* [What this task involves]
Set out the records below as a numbered list, one line per item, leaving out any blank lines.

* [Exercise material]
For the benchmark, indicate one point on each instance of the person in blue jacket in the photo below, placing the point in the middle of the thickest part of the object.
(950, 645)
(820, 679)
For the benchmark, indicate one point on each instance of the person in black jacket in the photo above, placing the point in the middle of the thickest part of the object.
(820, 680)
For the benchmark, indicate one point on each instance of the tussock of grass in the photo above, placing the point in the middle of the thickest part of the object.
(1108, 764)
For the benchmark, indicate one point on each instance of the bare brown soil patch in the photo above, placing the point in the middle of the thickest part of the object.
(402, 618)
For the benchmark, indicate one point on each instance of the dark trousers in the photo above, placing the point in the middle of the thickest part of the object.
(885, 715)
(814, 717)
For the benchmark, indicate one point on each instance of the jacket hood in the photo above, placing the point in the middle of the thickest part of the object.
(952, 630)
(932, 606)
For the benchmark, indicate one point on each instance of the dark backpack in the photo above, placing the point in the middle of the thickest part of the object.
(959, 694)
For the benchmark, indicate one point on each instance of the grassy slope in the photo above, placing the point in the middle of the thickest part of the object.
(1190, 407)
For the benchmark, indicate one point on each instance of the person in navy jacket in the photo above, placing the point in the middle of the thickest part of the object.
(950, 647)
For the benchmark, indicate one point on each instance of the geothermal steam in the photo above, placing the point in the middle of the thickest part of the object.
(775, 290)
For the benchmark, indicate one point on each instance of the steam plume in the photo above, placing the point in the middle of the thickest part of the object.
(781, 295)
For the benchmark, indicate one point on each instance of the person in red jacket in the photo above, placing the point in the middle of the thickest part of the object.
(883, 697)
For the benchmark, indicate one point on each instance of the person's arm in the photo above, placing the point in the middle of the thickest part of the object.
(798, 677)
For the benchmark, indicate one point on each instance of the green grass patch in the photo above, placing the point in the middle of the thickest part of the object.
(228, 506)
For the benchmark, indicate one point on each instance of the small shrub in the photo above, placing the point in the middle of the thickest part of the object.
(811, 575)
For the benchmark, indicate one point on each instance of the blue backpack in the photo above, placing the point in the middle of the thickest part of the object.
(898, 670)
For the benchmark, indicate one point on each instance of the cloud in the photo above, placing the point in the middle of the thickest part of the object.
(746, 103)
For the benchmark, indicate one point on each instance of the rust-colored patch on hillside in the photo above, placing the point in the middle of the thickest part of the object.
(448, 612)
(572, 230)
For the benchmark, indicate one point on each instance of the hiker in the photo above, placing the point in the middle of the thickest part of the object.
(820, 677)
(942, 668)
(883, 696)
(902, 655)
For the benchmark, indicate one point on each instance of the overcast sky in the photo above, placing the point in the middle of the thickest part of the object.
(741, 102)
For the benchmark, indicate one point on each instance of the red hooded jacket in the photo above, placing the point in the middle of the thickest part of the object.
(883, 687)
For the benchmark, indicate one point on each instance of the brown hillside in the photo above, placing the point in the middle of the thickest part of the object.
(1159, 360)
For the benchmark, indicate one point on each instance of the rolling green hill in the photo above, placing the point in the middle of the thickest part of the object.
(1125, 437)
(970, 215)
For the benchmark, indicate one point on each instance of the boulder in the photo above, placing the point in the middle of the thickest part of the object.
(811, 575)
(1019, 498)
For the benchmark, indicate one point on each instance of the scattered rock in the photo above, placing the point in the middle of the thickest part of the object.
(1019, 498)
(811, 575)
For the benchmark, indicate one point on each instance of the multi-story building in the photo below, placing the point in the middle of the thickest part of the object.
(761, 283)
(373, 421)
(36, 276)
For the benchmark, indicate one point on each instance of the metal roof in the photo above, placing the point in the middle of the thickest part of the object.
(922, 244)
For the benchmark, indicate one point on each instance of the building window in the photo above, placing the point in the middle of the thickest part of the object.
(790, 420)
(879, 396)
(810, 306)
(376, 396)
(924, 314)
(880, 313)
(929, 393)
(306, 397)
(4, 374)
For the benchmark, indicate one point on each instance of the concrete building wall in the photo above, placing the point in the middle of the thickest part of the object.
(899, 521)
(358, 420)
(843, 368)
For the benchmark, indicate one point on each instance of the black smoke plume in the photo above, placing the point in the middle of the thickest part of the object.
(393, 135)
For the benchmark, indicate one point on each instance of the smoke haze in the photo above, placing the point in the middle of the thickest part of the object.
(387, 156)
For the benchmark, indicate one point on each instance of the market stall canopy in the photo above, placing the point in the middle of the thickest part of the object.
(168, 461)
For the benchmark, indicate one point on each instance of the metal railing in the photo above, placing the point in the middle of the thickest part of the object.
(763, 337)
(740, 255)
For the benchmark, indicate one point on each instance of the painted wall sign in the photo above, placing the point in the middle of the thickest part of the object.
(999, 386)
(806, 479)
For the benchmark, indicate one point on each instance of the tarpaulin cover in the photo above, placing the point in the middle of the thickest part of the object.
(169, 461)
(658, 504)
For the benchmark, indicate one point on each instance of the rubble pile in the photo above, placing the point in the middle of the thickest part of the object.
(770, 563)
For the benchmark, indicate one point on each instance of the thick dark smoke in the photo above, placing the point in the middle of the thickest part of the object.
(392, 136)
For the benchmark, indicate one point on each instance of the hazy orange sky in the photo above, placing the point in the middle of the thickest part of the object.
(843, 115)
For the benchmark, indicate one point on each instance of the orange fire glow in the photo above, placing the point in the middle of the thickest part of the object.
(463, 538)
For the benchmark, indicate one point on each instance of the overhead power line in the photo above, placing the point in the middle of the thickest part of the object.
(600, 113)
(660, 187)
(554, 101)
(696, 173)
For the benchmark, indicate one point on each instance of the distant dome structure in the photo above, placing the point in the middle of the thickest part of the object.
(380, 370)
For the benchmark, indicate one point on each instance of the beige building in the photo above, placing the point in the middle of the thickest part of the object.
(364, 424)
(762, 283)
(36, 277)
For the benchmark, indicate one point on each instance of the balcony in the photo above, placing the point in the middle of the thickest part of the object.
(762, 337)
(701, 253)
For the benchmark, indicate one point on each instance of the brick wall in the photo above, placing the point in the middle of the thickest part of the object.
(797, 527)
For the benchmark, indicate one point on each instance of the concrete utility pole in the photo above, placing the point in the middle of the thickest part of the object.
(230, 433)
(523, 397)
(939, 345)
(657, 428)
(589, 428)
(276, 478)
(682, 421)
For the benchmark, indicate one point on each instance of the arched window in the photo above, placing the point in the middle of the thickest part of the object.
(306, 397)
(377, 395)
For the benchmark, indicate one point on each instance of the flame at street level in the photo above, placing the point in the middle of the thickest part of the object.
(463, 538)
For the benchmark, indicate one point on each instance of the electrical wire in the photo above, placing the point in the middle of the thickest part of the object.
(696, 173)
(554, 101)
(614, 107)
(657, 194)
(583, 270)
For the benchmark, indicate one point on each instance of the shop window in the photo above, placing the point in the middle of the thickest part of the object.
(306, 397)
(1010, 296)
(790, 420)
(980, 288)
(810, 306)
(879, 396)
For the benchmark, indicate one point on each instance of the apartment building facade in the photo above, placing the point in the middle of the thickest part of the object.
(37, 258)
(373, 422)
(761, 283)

* [Exercise result]
1. For the benchmark, indicate one point on each instance of the person in blue jacket in the photo below, placing the point in the middle of the thickest part of the object.
2. (950, 645)
3. (820, 679)
4. For the benchmark, indicate one point on each instance of the person in black jacket in the photo above, placing the point in the middle of the thickest part of the object.
5. (820, 680)
6. For the benchmark, indicate one point on each instance of the tussock of grass in the photo above, placing the point in the middle of the thickest part of the object.
7. (1108, 764)
8. For the benchmark, indicate one point on each instance of the bare brown soil patch in the photo above, placing the point in the middle of the thickest part of the object.
9. (402, 618)
10. For the benchmark, indicate one point on each instance of the dark trousers in the photo above, placing the point in the middle of the thickest part of the object.
11. (885, 715)
12. (814, 717)
13. For the benchmark, indicate one point on each instance of the jacket hood in the photo above, placing the point in the middle of the thickest part of the object.
14. (952, 630)
15. (932, 606)
16. For the benchmark, indicate one point on each instance of the dark backpack in the photo above, placing the point in the middle of the thickest part of the object.
17. (959, 694)
18. For the benchmark, indicate one point on each instance of the grassy slope in the photo above, placing the point in the middle of the thickest part of the object.
19. (1190, 407)
20. For the benchmark, indicate one point on each instance of the person in navy jacket in the photo above, placing the point in the middle of the thickest part of the object.
21. (950, 647)
22. For the benchmark, indicate one point on each instance of the geothermal steam in the photo above, placing the point in the middle of the thickest part of the object.
23. (775, 290)
24. For the benchmark, indicate one point on each instance of the steam plume in the photo above, placing the point in the middle of the thickest part of the object.
25. (781, 295)
26. For the benchmark, indicate one point on each instance of the person in red jacket in the photo above, placing the point in the middle of the thickest part of the object.
27. (883, 697)
28. For the benchmark, indicate one point on each instance of the person's arm in the photo above, placing the point in the middle of the thickest part of the object.
29. (798, 677)
30. For the benchmark, indicate one point on each instance of the green grass patch in the photo above, placing the point in the middle of the thickest part of the object.
31. (228, 506)
32. For the benchmark, indicate one point on each instance of the small shrub in the photo above, placing the point in the middle of the thickest part of the object.
33. (811, 575)
34. For the benchmark, indicate one point on each instance of the blue backpack in the photo above, placing the point in the middle of the thickest part of the object.
35. (898, 670)
36. For the benchmark, indicate one point on each instance of the cloud in the photo above, placing the point in the middle of the thickest part of the object.
37. (746, 103)
38. For the benchmark, indicate one point on each instance of the rust-colored patch on hillside in the photo above, placing the point in the middle of the thickest part of the object.
39. (448, 612)
40. (572, 230)
41. For the benchmark, indicate one point on each instance of the hiker in the photo above, placing the point in the middle of the thickest part of the object.
42. (820, 677)
43. (942, 668)
44. (883, 696)
45. (902, 655)
46. For the benchmark, indicate one point on each instance of the overcast sky in the photo above, placing the point in the middle of the thickest part of the object.
47. (741, 102)
48. For the benchmark, indicate one point on each instance of the red hooded jacket in the photo above, placing the point in the middle of the thickest part of the object.
49. (883, 687)
50. For the benchmark, indicate one point on each instance of the brown hillside in the photo above, placing the point in the middle of the thickest part of the object.
51. (1159, 360)
52. For the benchmark, indicate one point on each instance of the rolling green hill in the photo above, placing the point in the middle of the thickest part of the object.
53. (1125, 437)
54. (970, 215)
55. For the benchmark, indicate one point on each instance of the boulder in the photo above, placing the point in the middle of the thickest part of the object.
56. (811, 575)
57. (1019, 498)
58. For the benchmark, indicate one point on each instance of the scattered rock in the photo above, placing the point in the middle of the thickest part of the object.
59. (1019, 498)
60. (811, 575)
61. For the benchmark, indicate one point on each instance of the multi-story building in the photo below, placing the point in the middle of the thickest part of the object.
62. (761, 283)
63. (373, 421)
64. (36, 276)
65. For the benchmark, indicate one point on each instance of the metal roof in the photo above, placing the point in the middle of the thickest part of the object.
66. (922, 244)
67. For the benchmark, indicate one point on each instance of the building window in the photo above, placing the point in the middle of the thickest part of the object.
68. (790, 420)
69. (879, 396)
70. (810, 306)
71. (376, 396)
72. (924, 314)
73. (880, 313)
74. (929, 393)
75. (306, 397)
76. (4, 374)
77. For the benchmark, indicate one point on each instance of the concrete building wall in the photo above, placing the point in the middle of the thickest part of the object.
78. (899, 521)
79. (358, 420)
80. (843, 368)
81. For the benchmark, indicate one point on each instance of the black smoke plume in the photo above, placing the point in the middle of the thickest part of the object.
82. (393, 135)
83. For the benchmark, indicate one point on each instance of the smoke haze in the photo above, placing the point in the middle of the thickest part of the object.
84. (387, 156)
85. For the benchmark, indicate one point on each instance of the market stall canopy in the photo above, placing the point in the middle of the thickest part of the object.
86. (168, 461)
87. For the benchmark, indicate one point on each instance of the metal railing in the photo above, placing the point in the middle of the thickest part of the object.
88. (763, 337)
89. (740, 255)
90. For the benchmark, indicate one point on each instance of the painted wall sign in the photo above, placing the point in the middle of the thickest part of the object.
91. (999, 386)
92. (806, 479)
93. For the benchmark, indicate one point on each instance of the tarpaulin cover in the photo above, placing the point in the middle of the thickest part of the object.
94. (169, 461)
95. (658, 504)
96. For the benchmark, indicate one point on each instance of the rubble pile in the photo above, placing the point in the middle of the thickest part of the object.
97. (770, 563)
98. For the benchmark, indicate one point on each instance of the thick dark smoke in the photo above, placing the point in the middle of the thickest part of the object.
99. (392, 136)
100. For the benchmark, indicate one point on each instance of the hazy orange sky in the photo above, placing the point in the middle of the thickest part of the object.
101. (843, 115)
102. For the benchmark, indicate one point on each instance of the orange fire glow in the photo above, placing the point in the middle of the thickest part of the object.
103. (463, 538)
104. For the benchmark, indicate one point on each instance of the overhead power line in the photo above, placing the point in the middle of the thickest part of the object.
105. (600, 113)
106. (660, 187)
107. (554, 101)
108. (696, 173)
109. For the benchmark, indicate one point on each instance of the distant dome structure in the photo above, placing the point in the middle of the thickest part of the object.
110. (380, 370)
111. For the benchmark, indicate one point on each instance of the beige building in the photo above, placing the point in the middle of the thickest part of the object.
112. (364, 424)
113. (762, 283)
114. (36, 277)
115. For the benchmark, indicate one point on each instance of the balcony in the photo above, placing the point in the middle of the thickest part of the object.
116. (762, 337)
117. (701, 253)
118. For the benchmark, indicate one point on each instance of the brick wall in the photo above, placing the point in the middle of the thickest part of the object.
119. (797, 527)
120. For the benchmark, indicate one point on each instance of the concrete utility pole in the photo above, placing the point in the middle of the thickest part of the object.
121. (230, 433)
122. (523, 397)
123. (939, 345)
124. (657, 428)
125. (589, 428)
126. (276, 478)
127. (682, 421)
128. For the benchmark, indicate one point on each instance of the arched window in the photo above, placing the point in the middle of the thickest part of the object.
129. (306, 397)
130. (377, 395)
131. For the benchmark, indicate one point on each instance of the flame at street level in the photo above, placing the point in the middle of the thickest part of the object.
132. (463, 538)
133. For the benchmark, indicate one point on each instance of the electrical wire in the photo above, placing the point in the middle of the thickest part of the object.
134. (696, 173)
135. (554, 101)
136. (614, 107)
137. (657, 194)
138. (583, 270)
139. For the benchmark, indicate one point on each instance of the shop window in the photo above, placing the point in the middle of the thickest part of the object.
140. (306, 397)
141. (1010, 296)
142. (790, 420)
143. (980, 288)
144. (810, 306)
145. (879, 396)
146. For the benchmark, indicate one point on each instance of the apartment building facade in the photo above, placing the point in the middle of the thickest part of the object.
147. (37, 258)
148. (373, 422)
149. (761, 283)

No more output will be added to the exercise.